Exercise brief: Extract every line in the entries below that contains the word "woman", copying each line in full.

Records for the task:

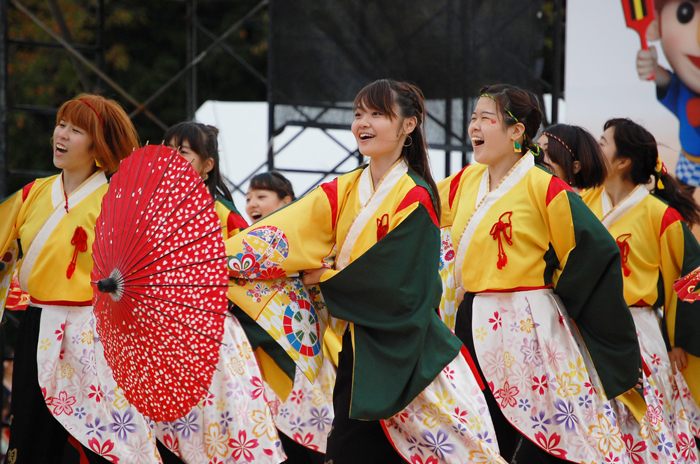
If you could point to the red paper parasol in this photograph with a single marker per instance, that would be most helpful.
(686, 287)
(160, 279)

* * *

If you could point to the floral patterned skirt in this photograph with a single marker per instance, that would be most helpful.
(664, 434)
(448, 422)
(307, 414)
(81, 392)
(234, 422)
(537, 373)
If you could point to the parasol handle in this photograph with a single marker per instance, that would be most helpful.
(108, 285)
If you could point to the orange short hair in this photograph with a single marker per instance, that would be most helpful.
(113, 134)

---

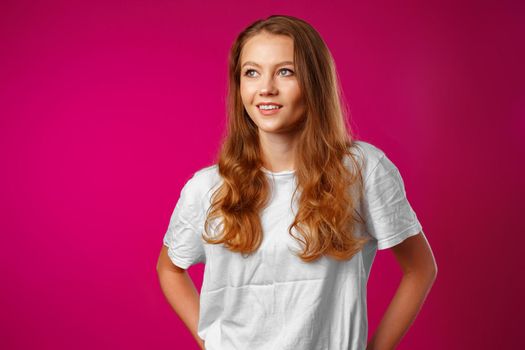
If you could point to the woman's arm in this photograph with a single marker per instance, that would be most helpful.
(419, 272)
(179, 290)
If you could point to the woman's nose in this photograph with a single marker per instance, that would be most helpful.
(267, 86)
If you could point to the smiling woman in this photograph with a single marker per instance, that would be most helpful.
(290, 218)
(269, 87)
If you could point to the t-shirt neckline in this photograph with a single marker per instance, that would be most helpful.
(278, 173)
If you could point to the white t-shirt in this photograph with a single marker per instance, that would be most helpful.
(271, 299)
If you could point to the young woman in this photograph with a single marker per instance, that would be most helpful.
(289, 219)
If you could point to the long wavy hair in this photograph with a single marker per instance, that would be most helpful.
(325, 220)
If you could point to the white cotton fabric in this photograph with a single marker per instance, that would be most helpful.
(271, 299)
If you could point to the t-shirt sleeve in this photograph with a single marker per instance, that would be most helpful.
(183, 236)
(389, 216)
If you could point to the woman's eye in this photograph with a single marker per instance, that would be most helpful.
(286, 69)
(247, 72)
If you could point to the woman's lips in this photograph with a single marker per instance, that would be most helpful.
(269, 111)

Expected output:
If you could point to the woman's arm in this photograph with a single marker per instance, that would be most helpful.
If you could point to the woman's nose in this photograph with a single marker per instance, that would be most helpful.
If you could point to the smiling woman in this photograph with a single marker per instance, that would be most helpful.
If you could point to the young woman in this photograph with a single marker per instance, that would be most helpful.
If you could point to the woman's eye in this photograph with a single marker per instance, that would be most helpful.
If you could point to the woman's lips in this photograph with a single marker per instance, that would be most helpful.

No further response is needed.